[Source records]
§

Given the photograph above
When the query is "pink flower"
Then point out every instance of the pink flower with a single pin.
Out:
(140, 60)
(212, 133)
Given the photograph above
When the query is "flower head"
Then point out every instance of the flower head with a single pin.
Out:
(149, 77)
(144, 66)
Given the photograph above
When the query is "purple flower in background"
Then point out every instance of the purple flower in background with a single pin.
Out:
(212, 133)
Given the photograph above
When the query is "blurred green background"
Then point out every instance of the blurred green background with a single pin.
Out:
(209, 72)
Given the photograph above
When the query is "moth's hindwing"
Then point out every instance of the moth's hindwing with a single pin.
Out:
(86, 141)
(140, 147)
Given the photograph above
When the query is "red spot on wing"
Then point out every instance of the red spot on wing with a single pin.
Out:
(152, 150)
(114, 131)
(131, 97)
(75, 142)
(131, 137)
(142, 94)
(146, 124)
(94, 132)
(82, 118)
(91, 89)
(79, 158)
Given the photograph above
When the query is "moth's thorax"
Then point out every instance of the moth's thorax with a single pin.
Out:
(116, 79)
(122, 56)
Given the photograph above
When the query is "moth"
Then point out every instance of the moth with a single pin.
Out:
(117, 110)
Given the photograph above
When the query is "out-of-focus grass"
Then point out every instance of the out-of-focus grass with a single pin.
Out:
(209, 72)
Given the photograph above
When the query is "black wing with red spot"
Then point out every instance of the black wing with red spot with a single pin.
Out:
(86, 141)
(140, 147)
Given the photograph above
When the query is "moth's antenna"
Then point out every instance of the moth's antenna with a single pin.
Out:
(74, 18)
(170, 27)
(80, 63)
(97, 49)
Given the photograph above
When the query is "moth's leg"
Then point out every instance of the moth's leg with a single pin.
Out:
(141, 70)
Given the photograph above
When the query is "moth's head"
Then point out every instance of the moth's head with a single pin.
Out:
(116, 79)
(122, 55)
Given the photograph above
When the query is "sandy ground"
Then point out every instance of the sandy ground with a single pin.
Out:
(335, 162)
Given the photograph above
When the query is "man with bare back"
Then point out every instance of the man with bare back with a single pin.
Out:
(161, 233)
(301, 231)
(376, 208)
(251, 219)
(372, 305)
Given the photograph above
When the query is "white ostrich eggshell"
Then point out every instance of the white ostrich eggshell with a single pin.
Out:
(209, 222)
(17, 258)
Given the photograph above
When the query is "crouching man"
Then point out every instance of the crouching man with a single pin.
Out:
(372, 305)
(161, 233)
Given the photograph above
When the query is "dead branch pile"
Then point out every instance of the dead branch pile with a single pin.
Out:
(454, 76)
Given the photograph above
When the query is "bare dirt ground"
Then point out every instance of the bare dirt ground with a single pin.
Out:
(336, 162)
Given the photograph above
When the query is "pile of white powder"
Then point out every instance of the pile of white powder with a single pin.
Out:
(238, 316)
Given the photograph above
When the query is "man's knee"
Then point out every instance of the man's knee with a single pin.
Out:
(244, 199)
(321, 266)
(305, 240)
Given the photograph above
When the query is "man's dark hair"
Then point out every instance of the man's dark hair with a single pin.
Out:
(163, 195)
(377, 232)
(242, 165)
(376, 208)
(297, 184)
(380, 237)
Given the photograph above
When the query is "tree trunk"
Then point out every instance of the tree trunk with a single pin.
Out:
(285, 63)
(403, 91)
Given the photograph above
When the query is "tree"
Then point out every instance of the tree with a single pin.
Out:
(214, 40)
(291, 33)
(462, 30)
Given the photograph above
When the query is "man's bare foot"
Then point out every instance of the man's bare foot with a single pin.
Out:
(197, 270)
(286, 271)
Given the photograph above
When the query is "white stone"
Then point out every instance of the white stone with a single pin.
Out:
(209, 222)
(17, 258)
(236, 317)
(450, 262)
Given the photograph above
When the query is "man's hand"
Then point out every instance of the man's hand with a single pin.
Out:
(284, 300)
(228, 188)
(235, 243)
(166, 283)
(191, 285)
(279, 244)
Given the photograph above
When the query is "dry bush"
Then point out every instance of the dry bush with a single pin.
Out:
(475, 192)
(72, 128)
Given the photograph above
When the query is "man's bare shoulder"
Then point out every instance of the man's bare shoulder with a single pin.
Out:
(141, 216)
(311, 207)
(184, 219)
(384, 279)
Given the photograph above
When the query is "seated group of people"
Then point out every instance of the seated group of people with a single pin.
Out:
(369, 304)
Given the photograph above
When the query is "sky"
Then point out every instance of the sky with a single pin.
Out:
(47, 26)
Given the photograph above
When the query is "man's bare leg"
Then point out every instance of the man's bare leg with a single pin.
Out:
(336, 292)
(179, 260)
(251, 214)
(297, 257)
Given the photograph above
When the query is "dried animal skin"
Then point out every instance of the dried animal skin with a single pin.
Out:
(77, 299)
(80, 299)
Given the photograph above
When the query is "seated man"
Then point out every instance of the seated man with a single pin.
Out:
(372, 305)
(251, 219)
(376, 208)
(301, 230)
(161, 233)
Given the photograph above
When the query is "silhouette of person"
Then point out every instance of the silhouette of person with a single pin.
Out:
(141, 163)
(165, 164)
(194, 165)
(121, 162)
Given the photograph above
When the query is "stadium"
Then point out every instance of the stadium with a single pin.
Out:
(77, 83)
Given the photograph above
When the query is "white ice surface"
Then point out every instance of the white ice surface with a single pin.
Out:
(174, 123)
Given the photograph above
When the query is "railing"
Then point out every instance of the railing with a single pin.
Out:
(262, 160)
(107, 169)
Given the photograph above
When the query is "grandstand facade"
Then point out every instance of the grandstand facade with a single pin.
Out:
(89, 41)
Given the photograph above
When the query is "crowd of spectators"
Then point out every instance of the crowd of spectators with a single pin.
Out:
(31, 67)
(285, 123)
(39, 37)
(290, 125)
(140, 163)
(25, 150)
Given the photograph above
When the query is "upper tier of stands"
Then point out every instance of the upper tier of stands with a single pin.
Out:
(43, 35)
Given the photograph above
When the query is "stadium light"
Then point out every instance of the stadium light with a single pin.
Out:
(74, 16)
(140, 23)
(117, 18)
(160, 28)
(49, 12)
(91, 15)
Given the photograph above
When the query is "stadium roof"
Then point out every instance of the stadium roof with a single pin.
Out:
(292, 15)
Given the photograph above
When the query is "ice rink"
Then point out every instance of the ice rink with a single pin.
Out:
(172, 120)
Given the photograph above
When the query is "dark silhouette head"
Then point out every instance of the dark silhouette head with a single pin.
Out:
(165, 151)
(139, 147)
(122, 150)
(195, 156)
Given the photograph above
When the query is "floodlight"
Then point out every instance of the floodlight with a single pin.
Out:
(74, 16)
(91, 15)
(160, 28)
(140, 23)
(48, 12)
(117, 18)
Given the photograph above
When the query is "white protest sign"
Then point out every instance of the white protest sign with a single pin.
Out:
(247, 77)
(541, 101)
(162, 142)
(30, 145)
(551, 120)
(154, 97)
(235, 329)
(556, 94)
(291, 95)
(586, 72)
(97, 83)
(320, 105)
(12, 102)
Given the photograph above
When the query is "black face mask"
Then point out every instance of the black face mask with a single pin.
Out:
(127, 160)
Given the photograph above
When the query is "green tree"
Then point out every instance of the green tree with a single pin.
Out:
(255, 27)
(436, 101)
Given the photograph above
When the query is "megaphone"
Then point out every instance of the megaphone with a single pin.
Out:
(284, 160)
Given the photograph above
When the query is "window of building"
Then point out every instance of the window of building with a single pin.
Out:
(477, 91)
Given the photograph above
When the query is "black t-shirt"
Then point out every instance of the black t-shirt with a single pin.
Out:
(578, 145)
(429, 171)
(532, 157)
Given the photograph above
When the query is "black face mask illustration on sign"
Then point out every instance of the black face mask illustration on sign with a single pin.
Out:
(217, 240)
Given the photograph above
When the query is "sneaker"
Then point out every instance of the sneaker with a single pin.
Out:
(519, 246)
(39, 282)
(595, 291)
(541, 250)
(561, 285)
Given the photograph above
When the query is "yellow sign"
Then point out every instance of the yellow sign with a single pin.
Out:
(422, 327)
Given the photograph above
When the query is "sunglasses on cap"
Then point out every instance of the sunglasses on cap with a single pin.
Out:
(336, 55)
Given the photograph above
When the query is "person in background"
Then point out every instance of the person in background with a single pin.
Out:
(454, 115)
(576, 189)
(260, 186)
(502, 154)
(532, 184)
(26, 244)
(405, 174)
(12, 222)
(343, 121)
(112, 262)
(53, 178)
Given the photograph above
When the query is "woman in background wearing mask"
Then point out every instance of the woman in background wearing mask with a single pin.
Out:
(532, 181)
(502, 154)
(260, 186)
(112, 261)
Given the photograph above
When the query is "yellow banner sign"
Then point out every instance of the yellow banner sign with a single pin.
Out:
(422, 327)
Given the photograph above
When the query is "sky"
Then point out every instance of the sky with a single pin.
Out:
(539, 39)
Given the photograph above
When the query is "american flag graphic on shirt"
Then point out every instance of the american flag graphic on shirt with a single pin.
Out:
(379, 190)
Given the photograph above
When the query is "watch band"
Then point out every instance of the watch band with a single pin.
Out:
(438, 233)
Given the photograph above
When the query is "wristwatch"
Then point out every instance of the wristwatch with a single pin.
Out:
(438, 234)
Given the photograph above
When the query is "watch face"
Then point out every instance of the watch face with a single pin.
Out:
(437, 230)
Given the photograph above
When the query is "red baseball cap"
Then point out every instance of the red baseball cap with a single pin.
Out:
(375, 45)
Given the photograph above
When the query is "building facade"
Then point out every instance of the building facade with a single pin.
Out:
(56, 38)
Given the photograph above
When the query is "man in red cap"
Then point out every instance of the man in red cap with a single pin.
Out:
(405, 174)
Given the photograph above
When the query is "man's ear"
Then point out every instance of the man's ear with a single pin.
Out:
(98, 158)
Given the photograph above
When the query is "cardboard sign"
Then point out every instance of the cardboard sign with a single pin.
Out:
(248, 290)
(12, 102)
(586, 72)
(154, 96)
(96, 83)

§

- **Exercise brief**
Pick out every line of the material above that contains the word "upper", matching case exactly, and copy each one.

- **Solution to this problem**
When the query is "upper tier of stands"
Then point out every instance of the upper tier of stands with a single pin.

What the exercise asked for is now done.